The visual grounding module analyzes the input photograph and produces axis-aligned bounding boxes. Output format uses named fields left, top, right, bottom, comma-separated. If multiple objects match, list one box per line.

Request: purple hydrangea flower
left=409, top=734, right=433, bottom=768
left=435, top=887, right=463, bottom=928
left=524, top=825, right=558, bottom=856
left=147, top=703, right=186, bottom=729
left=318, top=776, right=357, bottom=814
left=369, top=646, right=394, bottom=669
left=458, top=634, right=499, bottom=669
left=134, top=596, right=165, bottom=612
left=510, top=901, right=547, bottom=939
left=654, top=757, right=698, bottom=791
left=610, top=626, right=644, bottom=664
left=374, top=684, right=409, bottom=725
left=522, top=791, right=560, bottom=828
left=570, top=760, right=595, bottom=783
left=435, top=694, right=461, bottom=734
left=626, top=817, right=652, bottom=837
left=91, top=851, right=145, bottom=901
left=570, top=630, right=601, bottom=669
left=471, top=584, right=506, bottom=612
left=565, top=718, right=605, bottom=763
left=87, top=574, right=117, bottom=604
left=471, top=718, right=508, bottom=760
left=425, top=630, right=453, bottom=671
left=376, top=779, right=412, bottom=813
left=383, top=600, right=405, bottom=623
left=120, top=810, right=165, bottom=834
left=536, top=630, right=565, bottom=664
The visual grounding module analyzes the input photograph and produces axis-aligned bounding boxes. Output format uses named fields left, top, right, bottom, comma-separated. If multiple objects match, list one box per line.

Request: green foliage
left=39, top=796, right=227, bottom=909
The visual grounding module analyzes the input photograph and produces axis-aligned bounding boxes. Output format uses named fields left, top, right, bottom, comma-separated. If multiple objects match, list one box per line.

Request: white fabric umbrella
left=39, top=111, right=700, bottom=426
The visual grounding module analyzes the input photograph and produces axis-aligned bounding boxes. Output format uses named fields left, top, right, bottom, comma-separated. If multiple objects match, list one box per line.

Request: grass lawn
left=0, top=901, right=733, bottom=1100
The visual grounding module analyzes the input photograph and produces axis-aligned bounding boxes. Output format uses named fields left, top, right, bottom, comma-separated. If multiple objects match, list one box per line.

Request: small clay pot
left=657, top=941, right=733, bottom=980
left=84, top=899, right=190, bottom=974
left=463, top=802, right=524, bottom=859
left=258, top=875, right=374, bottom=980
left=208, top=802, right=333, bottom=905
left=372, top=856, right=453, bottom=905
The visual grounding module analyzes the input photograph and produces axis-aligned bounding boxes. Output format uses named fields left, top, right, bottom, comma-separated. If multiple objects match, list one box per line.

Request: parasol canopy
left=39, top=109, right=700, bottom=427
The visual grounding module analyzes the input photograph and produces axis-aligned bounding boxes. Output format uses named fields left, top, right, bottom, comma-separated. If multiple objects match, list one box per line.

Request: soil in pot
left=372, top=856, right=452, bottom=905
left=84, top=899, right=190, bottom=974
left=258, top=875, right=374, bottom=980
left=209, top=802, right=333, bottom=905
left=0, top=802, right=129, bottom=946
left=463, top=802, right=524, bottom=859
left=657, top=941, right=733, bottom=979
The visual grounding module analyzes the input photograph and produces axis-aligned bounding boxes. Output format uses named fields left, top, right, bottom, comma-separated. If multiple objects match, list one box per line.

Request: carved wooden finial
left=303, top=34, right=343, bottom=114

════

→ **CONSIGNA**
Cambie "purple" por "violet" en los datos, desde su comienzo hasta la línea que contiene "left=425, top=630, right=453, bottom=671", ambas incluidas. Reproduzca solo ese tramo, sin modificar nada más.

→ **RESULTADO CORRECTO**
The visual grounding module analyzes the input photograph and produces axis-aligned bounding boxes. Output format uses named fields left, top, right, bottom, comma-separated. If multiple objects match, list one box per line.

Request: violet hydrangea flower
left=409, top=734, right=433, bottom=768
left=435, top=887, right=463, bottom=928
left=524, top=825, right=558, bottom=856
left=147, top=703, right=186, bottom=729
left=318, top=776, right=357, bottom=814
left=369, top=646, right=394, bottom=669
left=458, top=634, right=499, bottom=669
left=134, top=596, right=165, bottom=612
left=510, top=901, right=547, bottom=939
left=654, top=757, right=698, bottom=791
left=610, top=626, right=644, bottom=664
left=374, top=684, right=409, bottom=725
left=522, top=791, right=560, bottom=828
left=570, top=760, right=595, bottom=783
left=435, top=694, right=461, bottom=734
left=626, top=817, right=652, bottom=837
left=91, top=851, right=145, bottom=901
left=570, top=630, right=601, bottom=669
left=471, top=584, right=506, bottom=612
left=565, top=718, right=605, bottom=763
left=87, top=574, right=117, bottom=604
left=471, top=718, right=508, bottom=760
left=425, top=630, right=453, bottom=671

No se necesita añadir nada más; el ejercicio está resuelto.